#### PAGE ####
# Progresssion in taijiquan!



## Kungfujason (Sep 12, 2017)

I am a relative newbie to Chen style taijiquan.  So far (~1 year) it's been primarily learning the forms and have not done any partnered drills or training.  I was wondering for the "average" student in taijiquan schools, Chen specifically, how soon into the training do you typically get introduced to partner drills, applications or push hands?    I would interested to see the range and heat about the various approaches.  

What types of attributes, skills, or milestones do you or your teacher look for before introducing these aspects of training? 

I am looking to get a sense of the progression, particularly of more "martially" oriented (rather than health) practitioners/ schools.  

Thanks!  
Jason


----------



## Flying Crane (Sep 12, 2017)

Depends on the teacher.  In many schools, the answer is never. Most schools don't train taiji of any style for actual combative ability.  Many claim to do so but in reality they do not.  Chen had a reputation for being the "original combat taiji" and many teachers ride that reputation but don't propagate the training for actual fighting ability.  They fall into the habit of doing forms and some qi-gong and nothing else.  Maybe a bit of push-hands done on erratic and rare intervals and not done very well and only if you pester them, but nowhere near enough to actually become combat-capable.


----------



## Xue Sheng (Sep 12, 2017)
####
## EXERCISE SET
• A. Write out the taijiquan thread from the words "## Flying Crane" through "Sheng (Sep 12, 2017)", and substitute "qigong" for "qi-gong".
• B. Answer these questions from the taijiquan thread:
(i) About how long has Jason been learning Chen style taijiquan?
(ii) What reputation does Flying Crane say Chen style had?
(iii) According to Flying Crane, what does the answer to Jason's question depend on?
#### DATA SHOWN ####
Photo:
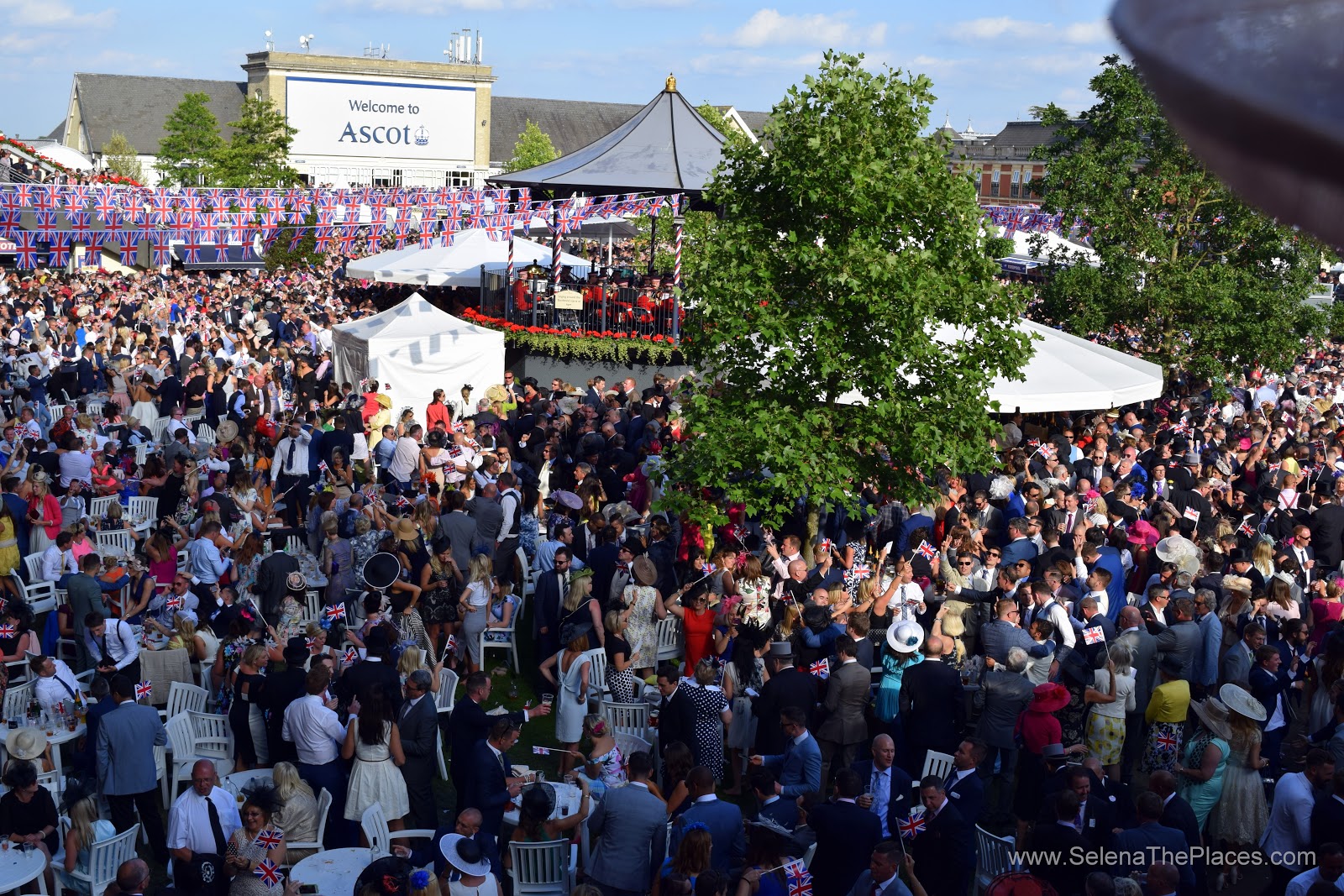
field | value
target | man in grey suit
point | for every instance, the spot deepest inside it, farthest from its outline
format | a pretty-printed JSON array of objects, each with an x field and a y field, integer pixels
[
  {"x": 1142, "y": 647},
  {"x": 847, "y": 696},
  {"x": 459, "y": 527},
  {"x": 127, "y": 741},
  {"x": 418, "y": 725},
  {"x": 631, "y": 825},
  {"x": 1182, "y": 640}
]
####
#### DATA SHOWN ####
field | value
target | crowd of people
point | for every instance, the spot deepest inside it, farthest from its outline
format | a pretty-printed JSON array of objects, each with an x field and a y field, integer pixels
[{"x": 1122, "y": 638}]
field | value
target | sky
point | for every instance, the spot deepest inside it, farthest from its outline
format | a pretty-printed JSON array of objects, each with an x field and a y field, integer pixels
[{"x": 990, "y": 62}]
####
## SET OF ANSWERS
• A.
## Flying Crane (Sep 12, 2017)

Depends on the teacher.  In many schools, the answer is never. Most schools don't train taiji of any style for actual combative ability.  Many claim to do so but in reality they do not.  Chen had a reputation for being the "original combat taiji" and many teachers ride that reputation but don't propagate the training for actual fighting ability.  They fall into the habit of doing forms and some qigong and nothing else.  Maybe a bit of push-hands done on erratic and rare intervals and not done very well and only if you pester them, but nowhere near enough to actually become combat-capable.


----------



## Xue Sheng (Sep 12, 2017)

• B.
(i) About one year.
(ii) The reputation of being the "original combat taiji."
(iii) The teacher.